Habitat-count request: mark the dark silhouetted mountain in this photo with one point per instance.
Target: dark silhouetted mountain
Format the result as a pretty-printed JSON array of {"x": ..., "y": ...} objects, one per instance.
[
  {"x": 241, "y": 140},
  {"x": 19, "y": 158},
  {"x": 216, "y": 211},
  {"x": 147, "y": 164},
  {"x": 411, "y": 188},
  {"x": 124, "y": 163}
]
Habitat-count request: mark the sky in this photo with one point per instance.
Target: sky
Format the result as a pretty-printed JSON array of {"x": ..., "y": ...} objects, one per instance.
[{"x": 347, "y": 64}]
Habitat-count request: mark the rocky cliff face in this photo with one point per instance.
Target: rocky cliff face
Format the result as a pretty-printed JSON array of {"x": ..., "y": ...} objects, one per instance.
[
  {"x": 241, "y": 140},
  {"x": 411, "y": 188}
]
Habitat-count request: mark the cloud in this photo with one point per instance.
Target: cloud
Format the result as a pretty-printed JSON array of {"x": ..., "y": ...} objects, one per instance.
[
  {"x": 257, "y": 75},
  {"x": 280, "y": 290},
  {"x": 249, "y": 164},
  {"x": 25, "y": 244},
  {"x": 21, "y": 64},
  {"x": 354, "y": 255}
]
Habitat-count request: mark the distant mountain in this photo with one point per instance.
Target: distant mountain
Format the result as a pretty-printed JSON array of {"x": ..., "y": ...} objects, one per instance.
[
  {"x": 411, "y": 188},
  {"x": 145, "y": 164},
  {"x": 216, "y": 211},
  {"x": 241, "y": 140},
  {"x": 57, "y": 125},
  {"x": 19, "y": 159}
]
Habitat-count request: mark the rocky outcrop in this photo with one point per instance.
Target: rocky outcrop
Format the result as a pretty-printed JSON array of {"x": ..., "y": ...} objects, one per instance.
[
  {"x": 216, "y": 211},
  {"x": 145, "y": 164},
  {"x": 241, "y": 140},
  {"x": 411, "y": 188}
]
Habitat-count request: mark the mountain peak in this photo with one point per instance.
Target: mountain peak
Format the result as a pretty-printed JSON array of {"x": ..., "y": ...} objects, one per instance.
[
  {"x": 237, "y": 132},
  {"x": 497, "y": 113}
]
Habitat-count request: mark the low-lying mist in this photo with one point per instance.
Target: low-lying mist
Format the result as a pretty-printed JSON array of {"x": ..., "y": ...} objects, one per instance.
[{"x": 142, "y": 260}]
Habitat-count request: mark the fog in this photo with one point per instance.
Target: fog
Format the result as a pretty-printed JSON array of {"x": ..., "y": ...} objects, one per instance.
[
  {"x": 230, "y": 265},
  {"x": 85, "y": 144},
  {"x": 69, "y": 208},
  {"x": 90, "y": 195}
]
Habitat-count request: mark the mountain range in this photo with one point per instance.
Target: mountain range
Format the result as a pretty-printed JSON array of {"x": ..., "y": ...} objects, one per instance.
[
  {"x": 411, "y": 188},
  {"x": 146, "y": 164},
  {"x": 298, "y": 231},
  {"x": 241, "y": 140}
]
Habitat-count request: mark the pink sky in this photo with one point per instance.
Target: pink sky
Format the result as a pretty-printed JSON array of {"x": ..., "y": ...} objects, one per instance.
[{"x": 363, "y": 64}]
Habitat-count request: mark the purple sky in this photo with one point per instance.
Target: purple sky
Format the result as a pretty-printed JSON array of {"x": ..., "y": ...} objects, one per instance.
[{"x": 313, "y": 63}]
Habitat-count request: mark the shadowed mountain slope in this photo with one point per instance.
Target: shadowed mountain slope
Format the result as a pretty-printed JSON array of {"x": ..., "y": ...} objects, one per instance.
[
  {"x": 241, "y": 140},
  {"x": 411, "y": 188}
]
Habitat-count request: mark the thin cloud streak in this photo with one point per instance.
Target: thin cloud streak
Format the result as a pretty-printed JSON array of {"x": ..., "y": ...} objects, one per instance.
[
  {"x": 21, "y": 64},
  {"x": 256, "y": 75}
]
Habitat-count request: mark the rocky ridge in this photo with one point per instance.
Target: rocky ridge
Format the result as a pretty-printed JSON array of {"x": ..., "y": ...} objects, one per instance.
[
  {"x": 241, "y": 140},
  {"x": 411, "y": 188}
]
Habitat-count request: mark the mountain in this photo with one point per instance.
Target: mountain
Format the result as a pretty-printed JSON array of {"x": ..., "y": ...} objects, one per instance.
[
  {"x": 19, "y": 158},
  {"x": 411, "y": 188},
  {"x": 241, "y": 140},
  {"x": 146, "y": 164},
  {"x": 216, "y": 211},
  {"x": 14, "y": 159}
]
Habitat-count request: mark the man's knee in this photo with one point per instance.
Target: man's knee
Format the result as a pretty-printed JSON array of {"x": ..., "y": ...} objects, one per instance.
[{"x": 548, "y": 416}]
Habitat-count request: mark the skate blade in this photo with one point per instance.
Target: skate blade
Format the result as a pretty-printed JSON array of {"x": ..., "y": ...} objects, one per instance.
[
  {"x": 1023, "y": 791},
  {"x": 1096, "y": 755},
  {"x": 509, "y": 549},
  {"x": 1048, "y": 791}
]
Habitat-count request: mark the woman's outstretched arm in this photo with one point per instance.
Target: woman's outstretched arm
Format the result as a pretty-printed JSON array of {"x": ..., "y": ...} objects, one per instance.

# Task statement
Retype nothing except the lines from the line holding "Habitat-count request: mark the purple" through the last line of the entries, both included.

# Full answer
Habitat-count request: mark the purple sky in this photo with one point per instance.
Target: purple sky
Format the result as a pretty-printed JSON array of {"x": ..., "y": ...} objects, one per instance.
[{"x": 313, "y": 63}]
Habitat-count request: mark the shadowed mountain slope in this photo with one point per instance.
Target: shadowed mountain slope
Format the result as a pretty-printed JSON array of {"x": ..., "y": ...} objects, one per instance.
[
  {"x": 241, "y": 140},
  {"x": 411, "y": 188}
]
Habitat-count request: mark the thin cloud streak in this photo with one point per instance.
Target: thin cloud streak
Format the result as a pretty-printed JSON array of {"x": ..., "y": ...} objects, one per instance.
[
  {"x": 21, "y": 64},
  {"x": 256, "y": 75}
]
Habitat-count request: mark the rocky ridge in this photo with one point per instance.
Target: rocky ridge
Format the result as a pretty-printed JSON array of {"x": ..., "y": ...} objects, one per instance.
[
  {"x": 241, "y": 140},
  {"x": 411, "y": 188}
]
Habitat-count request: mark the mountain in this photo with one point per instance.
Target: mountain
Format the result as a pretty-printed JSON array of {"x": ..., "y": ...} objects, one per instance.
[
  {"x": 19, "y": 158},
  {"x": 411, "y": 188},
  {"x": 241, "y": 140},
  {"x": 146, "y": 164},
  {"x": 216, "y": 211},
  {"x": 14, "y": 159}
]
Habitat-count request: mark the man's knee in this photo with one point per instance.
Target: man's knee
Format the result as a pretty-printed JSON array of {"x": ..., "y": ...} objects, one per instance.
[{"x": 548, "y": 416}]
Habitat-count request: mark the skate blade in this photo with one point per instance.
Target: skate blade
Format the result as a pretty-printed JSON array of {"x": ..., "y": ...} objects, one per instance.
[
  {"x": 1023, "y": 791},
  {"x": 1096, "y": 755},
  {"x": 509, "y": 549},
  {"x": 1048, "y": 791}
]
Habitat-count request: mark the woman's outstretched arm in this photo with one point per instance.
Target: woman's outstretched arm
Format the result as a pretty-printed JSON array of {"x": ..., "y": ...} objects, one per instance.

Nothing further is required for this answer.